> **To do**:
(a) In the forum thread about Arc and Elf amplifiers, what is the most the average audio buyer is said to be able to spend on a mini 4-channel amp?
(b) Carry on the forum thread about Arc and Elf amplifiers from the point where it stops.

> **Document section**:
____________

Hmm, the buzz about "legal action" has me giggling the more that I think about it. Elf isn't getting sued for buying OEM products, that would be like Wendys suing Mc Donalds for selling hamburgers.

Arc is probably only going after the OEM to get exclusive rights to the KSmini amps.
I highly doubt that Arc really cares if Elf is selling a similar amp, especially if the Elf is honestly inferior.
Somehow I doubt that your average audio guy who can spend a max of $275 on his mini 4 channel is going to seriously look at the Arcs anyways, so it's not like it's lost revenue for Arc. It's a sale they probably never would have made anyhow.


----------



## txbonds (Mar 10, 2008)

dogstar said:


> Hmm, the buzz about "legal action" has me giggling the more that I think about it. Elf isn't getting sued for buying OEM products, that would be like Wendys suing Mc Donalds for selling hamburgers.
> 
> Arc is probably only going after the OEM to get exclusive rights to the KSmini amps.
> I highly doubt that Arc really cares if Elf is selling a similar amp, especially if the Elf is honestly inferior.
> Somehow I doubt that your average audio guy who can spend a max of $275 on his mini 4 channel is going to seriously look at the Arcs anyways, so it's not like it's lost revenue for Arc. It's a sale they probably never would have made anyhow.

____________

> **Record list**:
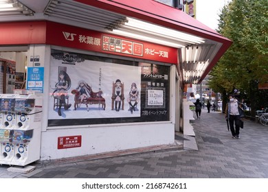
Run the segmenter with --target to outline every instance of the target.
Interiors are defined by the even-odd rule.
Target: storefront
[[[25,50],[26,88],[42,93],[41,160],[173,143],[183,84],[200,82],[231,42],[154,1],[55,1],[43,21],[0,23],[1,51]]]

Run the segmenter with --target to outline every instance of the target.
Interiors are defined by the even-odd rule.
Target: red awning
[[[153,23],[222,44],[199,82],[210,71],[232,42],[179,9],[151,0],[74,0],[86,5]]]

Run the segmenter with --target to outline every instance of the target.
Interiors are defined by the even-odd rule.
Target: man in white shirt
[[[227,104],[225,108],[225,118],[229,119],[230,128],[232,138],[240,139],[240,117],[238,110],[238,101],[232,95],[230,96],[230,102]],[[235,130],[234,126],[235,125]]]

____________

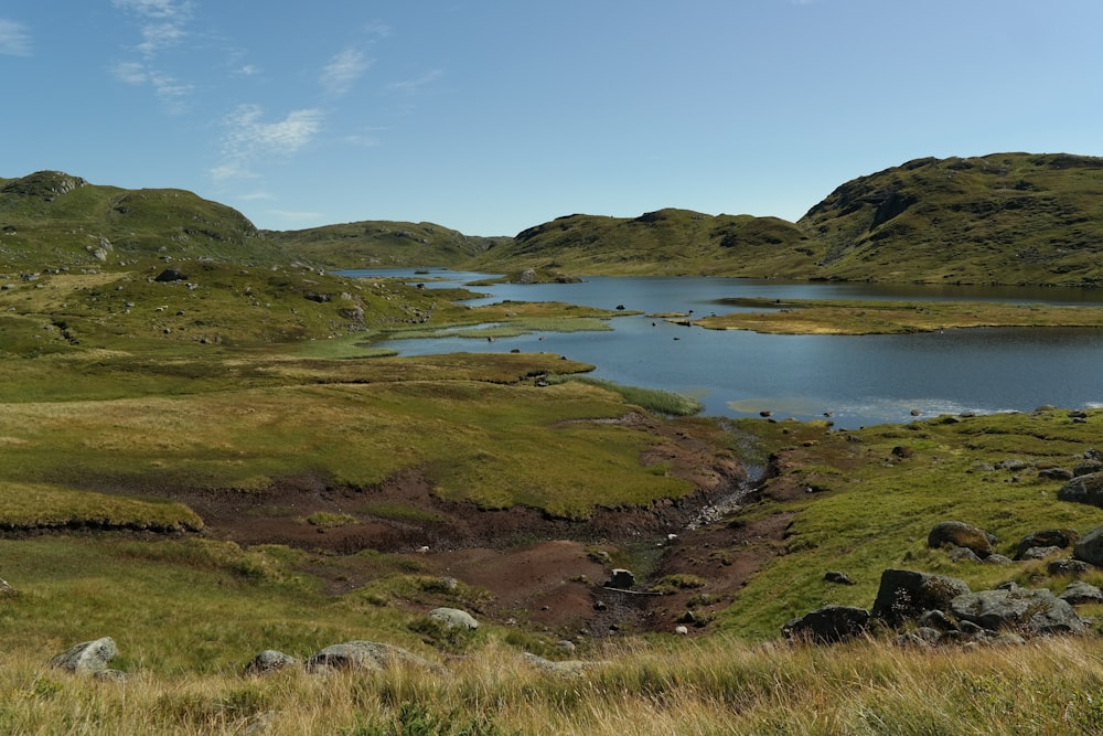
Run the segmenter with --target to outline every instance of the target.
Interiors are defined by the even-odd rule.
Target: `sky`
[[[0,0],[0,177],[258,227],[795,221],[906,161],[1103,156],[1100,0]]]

____________

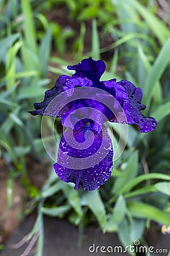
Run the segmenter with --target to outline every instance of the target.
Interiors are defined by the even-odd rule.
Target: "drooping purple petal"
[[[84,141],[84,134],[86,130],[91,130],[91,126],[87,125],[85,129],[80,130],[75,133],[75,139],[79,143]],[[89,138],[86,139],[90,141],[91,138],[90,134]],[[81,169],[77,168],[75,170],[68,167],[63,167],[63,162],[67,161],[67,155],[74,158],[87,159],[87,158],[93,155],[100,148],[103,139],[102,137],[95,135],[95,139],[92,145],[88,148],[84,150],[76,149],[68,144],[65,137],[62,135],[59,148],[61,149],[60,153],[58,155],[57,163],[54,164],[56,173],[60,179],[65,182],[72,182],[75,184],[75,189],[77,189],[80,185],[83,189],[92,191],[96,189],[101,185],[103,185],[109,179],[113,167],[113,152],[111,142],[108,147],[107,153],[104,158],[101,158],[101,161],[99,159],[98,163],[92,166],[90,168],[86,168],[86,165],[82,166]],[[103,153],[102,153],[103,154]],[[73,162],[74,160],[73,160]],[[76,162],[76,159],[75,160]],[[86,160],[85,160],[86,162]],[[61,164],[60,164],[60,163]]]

____________

> **Results**:
(a) $275

(b)
"Legal Action" is probably my miswording what I think was described more as "Lawyers are talking" 

Similar, but not quite the same thing I guess. :blush:


----------



## BLACKonBLACK98 (Apr 5, 2008)

dogstar said:


> Hmm, the buzz about "legal action" has me giggling the more that I think about it. Elf isn't getting sued for buying OEM products, that would be like Wendys suing Mc Donalds for selling hamburgers.
> 
> Arc is probably only going after the OEM to get exclusive rights to the KSmini amps.
> I highly doubt that Arc really cares if Elf is selling a similar amp, especially if the Elf is honestly inferior.
> Somehow I doubt that your average audio guy who can spend a max of $275 on his mini 4 channel is going to seriously look at the Arcs anyways, so it's not like it's lost revenue for Arc. It's a sale they probably never would have made anyhow.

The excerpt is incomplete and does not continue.